== Segment start ==

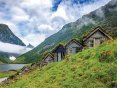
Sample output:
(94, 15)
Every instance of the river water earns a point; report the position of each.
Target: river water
(7, 67)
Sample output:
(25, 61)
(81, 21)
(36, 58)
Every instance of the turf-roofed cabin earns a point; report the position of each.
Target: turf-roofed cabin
(59, 52)
(49, 58)
(96, 37)
(73, 47)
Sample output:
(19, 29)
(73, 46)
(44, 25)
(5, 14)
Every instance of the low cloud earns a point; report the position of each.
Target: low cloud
(33, 20)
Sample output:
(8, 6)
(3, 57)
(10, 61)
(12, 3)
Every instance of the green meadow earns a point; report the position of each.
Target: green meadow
(91, 68)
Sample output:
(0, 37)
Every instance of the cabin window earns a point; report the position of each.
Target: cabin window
(77, 49)
(101, 41)
(91, 43)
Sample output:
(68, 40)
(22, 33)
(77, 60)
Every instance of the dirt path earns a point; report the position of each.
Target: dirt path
(3, 79)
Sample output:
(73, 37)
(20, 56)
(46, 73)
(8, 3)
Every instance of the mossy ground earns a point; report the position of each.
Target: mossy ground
(6, 74)
(91, 68)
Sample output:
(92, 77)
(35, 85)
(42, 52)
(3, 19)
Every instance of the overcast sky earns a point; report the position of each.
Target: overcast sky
(34, 20)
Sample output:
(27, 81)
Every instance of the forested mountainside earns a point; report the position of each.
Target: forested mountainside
(91, 68)
(106, 17)
(7, 36)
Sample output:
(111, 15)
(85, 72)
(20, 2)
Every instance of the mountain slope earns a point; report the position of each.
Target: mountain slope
(105, 16)
(7, 36)
(91, 68)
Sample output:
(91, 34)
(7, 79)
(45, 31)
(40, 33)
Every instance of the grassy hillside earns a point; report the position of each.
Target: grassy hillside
(6, 74)
(91, 68)
(105, 16)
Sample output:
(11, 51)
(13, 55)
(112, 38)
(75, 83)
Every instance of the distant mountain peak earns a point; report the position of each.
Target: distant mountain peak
(30, 46)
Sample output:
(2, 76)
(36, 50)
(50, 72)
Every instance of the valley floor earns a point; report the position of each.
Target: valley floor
(91, 68)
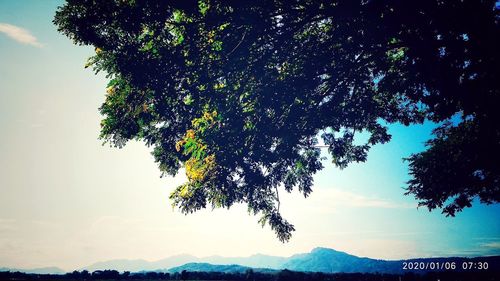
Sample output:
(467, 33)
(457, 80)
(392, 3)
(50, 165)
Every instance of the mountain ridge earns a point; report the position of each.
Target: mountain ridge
(319, 259)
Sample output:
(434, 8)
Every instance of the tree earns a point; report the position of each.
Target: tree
(240, 93)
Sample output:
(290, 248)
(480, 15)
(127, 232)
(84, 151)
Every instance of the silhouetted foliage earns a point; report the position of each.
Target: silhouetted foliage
(240, 92)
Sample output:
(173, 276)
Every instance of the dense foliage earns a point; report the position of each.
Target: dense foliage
(240, 93)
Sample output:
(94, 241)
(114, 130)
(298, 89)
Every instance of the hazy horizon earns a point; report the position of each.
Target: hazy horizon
(68, 201)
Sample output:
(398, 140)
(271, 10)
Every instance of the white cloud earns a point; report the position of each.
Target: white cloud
(337, 197)
(19, 34)
(491, 245)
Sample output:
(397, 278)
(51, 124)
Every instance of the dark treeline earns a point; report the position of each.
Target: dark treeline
(250, 275)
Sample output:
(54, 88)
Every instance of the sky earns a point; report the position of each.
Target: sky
(66, 200)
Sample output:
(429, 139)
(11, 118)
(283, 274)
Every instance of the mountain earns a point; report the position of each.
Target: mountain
(141, 265)
(318, 260)
(41, 270)
(207, 267)
(330, 261)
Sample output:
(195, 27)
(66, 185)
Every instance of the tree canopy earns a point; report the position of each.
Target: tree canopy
(240, 93)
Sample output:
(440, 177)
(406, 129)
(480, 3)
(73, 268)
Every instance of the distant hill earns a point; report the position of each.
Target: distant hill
(318, 260)
(141, 265)
(207, 267)
(228, 268)
(331, 261)
(42, 270)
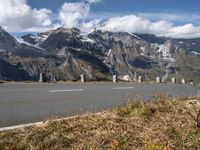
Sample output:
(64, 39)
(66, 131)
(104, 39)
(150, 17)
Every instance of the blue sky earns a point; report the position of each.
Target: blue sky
(186, 6)
(171, 18)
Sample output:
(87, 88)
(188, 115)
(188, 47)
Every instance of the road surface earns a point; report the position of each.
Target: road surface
(26, 103)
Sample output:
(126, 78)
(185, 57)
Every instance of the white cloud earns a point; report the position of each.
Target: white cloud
(72, 14)
(135, 24)
(93, 1)
(17, 15)
(76, 14)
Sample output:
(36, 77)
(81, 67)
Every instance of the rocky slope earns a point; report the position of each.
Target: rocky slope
(65, 53)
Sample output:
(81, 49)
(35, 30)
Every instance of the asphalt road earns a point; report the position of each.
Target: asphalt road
(27, 103)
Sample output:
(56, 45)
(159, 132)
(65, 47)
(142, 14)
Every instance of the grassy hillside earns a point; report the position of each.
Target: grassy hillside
(160, 124)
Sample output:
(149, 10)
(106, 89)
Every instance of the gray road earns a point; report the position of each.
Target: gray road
(26, 103)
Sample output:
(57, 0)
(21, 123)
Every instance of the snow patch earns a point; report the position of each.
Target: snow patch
(37, 39)
(135, 36)
(163, 52)
(109, 52)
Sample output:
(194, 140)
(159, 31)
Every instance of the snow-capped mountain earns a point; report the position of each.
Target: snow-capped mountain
(66, 53)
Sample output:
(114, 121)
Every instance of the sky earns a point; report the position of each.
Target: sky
(170, 18)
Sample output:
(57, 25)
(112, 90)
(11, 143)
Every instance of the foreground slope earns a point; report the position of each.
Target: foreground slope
(159, 124)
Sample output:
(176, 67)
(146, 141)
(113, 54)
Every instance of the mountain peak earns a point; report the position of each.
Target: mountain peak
(66, 30)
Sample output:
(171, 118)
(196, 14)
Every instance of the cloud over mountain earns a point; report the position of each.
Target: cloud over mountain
(136, 24)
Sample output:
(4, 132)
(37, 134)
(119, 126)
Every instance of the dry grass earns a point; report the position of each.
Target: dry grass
(161, 124)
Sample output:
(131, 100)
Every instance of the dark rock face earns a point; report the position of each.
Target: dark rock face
(64, 54)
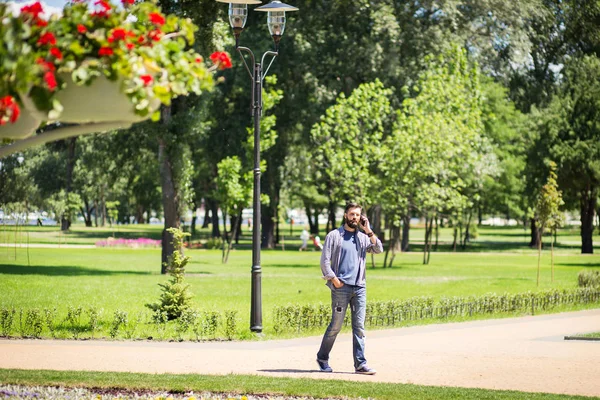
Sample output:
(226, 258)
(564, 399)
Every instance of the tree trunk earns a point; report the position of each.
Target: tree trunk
(405, 246)
(467, 229)
(313, 223)
(331, 217)
(206, 215)
(539, 254)
(455, 230)
(375, 219)
(170, 204)
(87, 213)
(65, 223)
(589, 198)
(103, 203)
(214, 214)
(535, 237)
(426, 240)
(268, 226)
(96, 213)
(235, 221)
(437, 232)
(430, 234)
(394, 245)
(139, 214)
(552, 257)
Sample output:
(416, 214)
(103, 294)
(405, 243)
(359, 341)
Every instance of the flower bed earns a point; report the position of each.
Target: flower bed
(132, 243)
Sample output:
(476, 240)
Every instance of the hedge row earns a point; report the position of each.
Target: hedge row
(394, 312)
(91, 322)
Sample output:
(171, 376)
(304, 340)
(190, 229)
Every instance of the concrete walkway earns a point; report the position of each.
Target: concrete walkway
(526, 354)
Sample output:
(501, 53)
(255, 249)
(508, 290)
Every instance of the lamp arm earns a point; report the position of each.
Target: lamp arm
(241, 49)
(262, 62)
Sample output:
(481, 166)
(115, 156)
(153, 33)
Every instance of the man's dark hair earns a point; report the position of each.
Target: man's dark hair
(351, 205)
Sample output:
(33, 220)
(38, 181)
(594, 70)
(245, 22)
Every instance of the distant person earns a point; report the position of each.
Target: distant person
(343, 264)
(304, 236)
(317, 242)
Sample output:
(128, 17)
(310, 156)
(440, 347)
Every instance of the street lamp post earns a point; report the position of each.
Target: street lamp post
(238, 12)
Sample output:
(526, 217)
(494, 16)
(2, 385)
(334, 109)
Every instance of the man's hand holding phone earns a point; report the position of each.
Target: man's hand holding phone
(337, 283)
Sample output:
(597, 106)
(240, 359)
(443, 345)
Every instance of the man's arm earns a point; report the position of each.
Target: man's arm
(328, 273)
(375, 245)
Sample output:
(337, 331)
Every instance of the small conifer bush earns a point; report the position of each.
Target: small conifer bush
(175, 298)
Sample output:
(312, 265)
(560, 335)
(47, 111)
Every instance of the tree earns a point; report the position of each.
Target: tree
(234, 192)
(547, 211)
(436, 143)
(346, 146)
(175, 298)
(569, 134)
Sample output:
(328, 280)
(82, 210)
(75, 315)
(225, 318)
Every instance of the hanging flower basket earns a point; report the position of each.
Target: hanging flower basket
(101, 101)
(24, 126)
(99, 63)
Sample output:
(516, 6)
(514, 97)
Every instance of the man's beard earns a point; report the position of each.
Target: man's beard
(351, 223)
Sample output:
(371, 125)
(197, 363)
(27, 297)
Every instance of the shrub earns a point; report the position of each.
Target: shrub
(74, 320)
(120, 319)
(214, 243)
(7, 315)
(175, 298)
(589, 279)
(230, 324)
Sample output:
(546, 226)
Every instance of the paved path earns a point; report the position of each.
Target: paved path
(526, 354)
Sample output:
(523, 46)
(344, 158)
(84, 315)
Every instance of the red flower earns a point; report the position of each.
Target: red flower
(157, 19)
(9, 110)
(221, 59)
(155, 35)
(50, 80)
(34, 9)
(56, 53)
(105, 51)
(100, 14)
(118, 34)
(47, 38)
(46, 65)
(103, 4)
(147, 79)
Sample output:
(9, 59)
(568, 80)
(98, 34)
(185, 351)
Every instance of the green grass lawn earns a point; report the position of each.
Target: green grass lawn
(126, 279)
(259, 385)
(511, 239)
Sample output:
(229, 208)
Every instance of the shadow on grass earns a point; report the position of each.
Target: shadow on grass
(62, 271)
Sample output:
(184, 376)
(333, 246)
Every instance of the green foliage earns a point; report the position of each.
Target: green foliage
(49, 319)
(94, 316)
(214, 243)
(112, 209)
(346, 144)
(120, 320)
(73, 319)
(175, 297)
(35, 322)
(548, 203)
(394, 312)
(588, 279)
(230, 324)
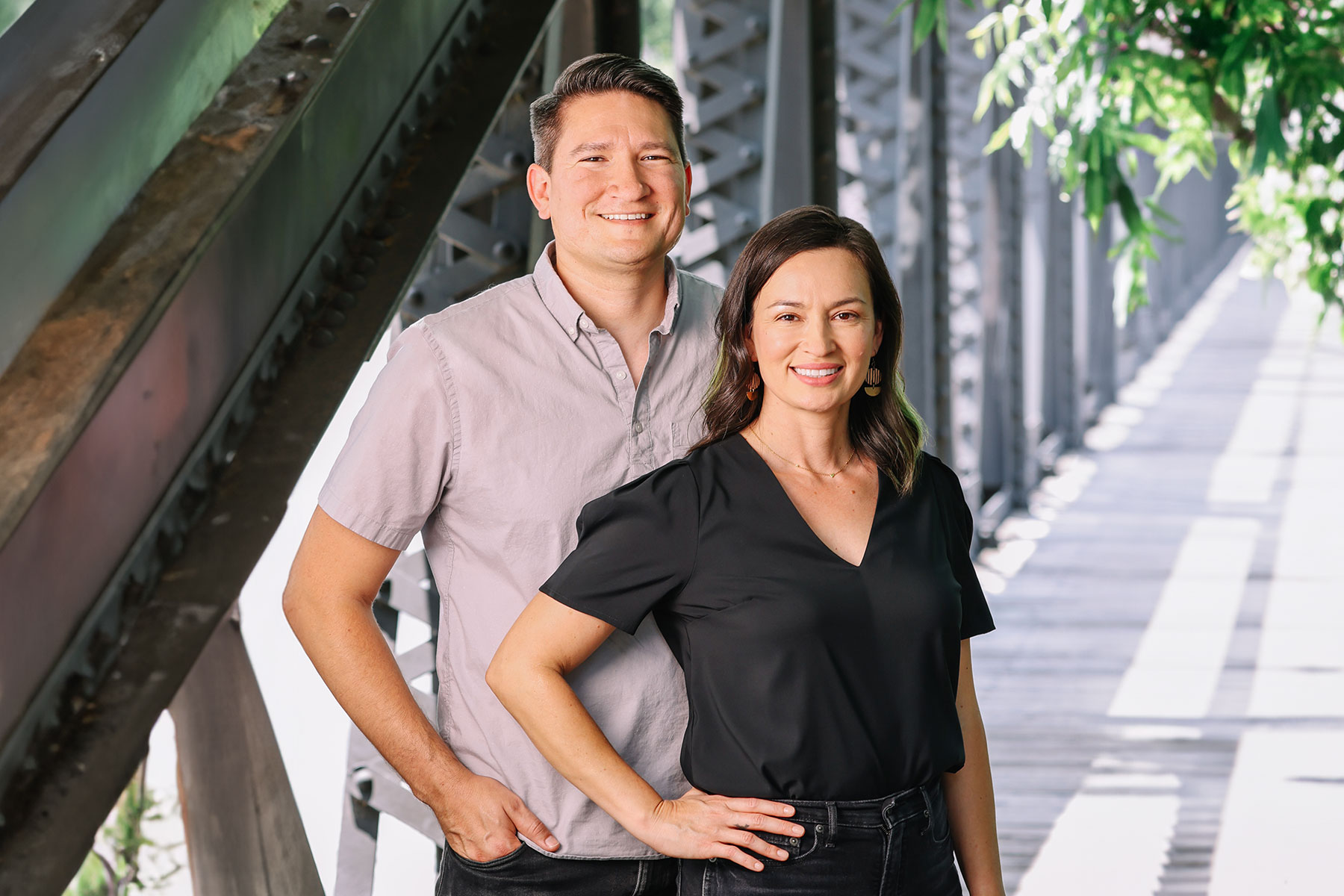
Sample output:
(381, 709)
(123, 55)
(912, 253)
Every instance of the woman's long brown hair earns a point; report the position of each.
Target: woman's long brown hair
(885, 429)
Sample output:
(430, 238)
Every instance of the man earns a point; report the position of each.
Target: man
(491, 426)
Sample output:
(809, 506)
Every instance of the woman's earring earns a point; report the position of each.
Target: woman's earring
(873, 382)
(753, 388)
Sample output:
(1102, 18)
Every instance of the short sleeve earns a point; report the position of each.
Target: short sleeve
(636, 548)
(394, 467)
(974, 609)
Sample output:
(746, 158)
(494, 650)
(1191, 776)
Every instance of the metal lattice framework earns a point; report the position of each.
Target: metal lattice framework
(886, 167)
(962, 234)
(487, 235)
(722, 63)
(373, 786)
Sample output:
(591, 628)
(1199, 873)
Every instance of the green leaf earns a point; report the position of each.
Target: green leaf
(1095, 196)
(1129, 208)
(925, 20)
(1269, 132)
(1151, 144)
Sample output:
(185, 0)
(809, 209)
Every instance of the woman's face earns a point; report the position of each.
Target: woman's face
(813, 329)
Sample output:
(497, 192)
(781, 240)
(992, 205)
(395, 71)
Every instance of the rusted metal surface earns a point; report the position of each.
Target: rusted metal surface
(47, 66)
(93, 96)
(113, 388)
(272, 422)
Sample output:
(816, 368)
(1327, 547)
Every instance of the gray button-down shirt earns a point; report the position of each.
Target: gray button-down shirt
(494, 422)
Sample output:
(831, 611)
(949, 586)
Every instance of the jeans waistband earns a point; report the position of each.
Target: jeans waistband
(885, 812)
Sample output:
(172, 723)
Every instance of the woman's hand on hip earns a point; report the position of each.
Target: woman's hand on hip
(700, 825)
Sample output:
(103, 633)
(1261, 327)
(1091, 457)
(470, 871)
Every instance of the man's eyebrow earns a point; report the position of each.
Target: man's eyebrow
(596, 146)
(601, 146)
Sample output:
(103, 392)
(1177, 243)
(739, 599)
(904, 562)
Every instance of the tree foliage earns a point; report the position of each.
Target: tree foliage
(1110, 81)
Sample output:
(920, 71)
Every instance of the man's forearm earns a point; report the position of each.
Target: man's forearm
(971, 810)
(346, 645)
(550, 712)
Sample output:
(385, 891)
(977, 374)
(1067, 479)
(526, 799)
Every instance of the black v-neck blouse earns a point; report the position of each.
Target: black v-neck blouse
(808, 677)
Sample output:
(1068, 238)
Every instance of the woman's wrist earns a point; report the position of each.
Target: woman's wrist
(640, 815)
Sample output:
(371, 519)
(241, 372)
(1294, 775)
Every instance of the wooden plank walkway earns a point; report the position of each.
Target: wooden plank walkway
(1164, 695)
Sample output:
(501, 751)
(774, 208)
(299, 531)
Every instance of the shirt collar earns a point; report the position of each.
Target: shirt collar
(570, 316)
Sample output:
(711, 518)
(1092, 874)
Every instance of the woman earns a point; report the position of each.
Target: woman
(811, 571)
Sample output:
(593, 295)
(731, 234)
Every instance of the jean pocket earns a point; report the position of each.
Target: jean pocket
(495, 864)
(796, 847)
(940, 829)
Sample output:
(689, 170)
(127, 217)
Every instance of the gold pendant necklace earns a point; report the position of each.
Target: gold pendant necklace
(756, 432)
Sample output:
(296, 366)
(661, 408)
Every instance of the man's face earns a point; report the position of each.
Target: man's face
(617, 193)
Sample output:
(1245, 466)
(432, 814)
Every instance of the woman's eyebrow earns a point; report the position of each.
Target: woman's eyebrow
(791, 302)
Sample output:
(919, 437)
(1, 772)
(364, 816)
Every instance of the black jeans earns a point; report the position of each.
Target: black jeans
(526, 872)
(900, 845)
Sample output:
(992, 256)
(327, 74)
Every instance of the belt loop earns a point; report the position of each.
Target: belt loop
(887, 815)
(924, 791)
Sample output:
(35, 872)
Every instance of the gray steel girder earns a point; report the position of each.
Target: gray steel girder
(255, 273)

== Segment end ==

# [Work request]
Look above for the line containing "Target: shrub", then copy exactly from it through the line containing "Every instance of the short", keeping both and leaving out pictures. Add nothing else.

# [Solution to this problem]
Target: shrub
(74, 320)
(120, 319)
(214, 243)
(7, 315)
(175, 298)
(589, 279)
(230, 324)
Sample output:
(546, 226)
Every instance of the paved path earns a point; report the position of each.
Target: paved path
(526, 354)
Sample output:
(523, 46)
(344, 158)
(84, 315)
Every instance of the red flower earns a point; report the position of each.
Target: red flower
(157, 19)
(9, 110)
(221, 59)
(155, 35)
(50, 80)
(34, 9)
(56, 53)
(105, 51)
(100, 14)
(118, 34)
(47, 38)
(46, 65)
(103, 4)
(147, 79)
Sample output:
(9, 59)
(568, 80)
(98, 34)
(185, 351)
Every instance of the green grass lawn earns a point; report the position of each.
Target: green grass lawn
(126, 279)
(259, 385)
(511, 239)
Sample output:
(229, 208)
Every instance of the shadow on grass earns a point; report the position of each.
Target: shadow on grass
(62, 271)
Sample output:
(184, 376)
(333, 246)
Every instance of the green foliage earns a point; report the position of each.
Target: green foliage
(49, 319)
(94, 316)
(214, 243)
(112, 209)
(346, 144)
(120, 320)
(73, 319)
(175, 297)
(35, 322)
(548, 203)
(394, 312)
(588, 279)
(230, 324)
Sample output:
(381, 709)
(123, 55)
(912, 253)
Every instance of the woman's long brown hair earns a point; report the position of each.
Target: woman's long brown hair
(885, 429)
Sample output:
(430, 238)
Every instance of the man earns a point; report the position of each.
Target: man
(491, 426)
Sample output:
(809, 506)
Every instance of the woman's earring earns a point; report the position of each.
Target: woman's earring
(873, 382)
(753, 388)
Sample output:
(1102, 18)
Every instance of the short sleeve earns a point; report the position of each.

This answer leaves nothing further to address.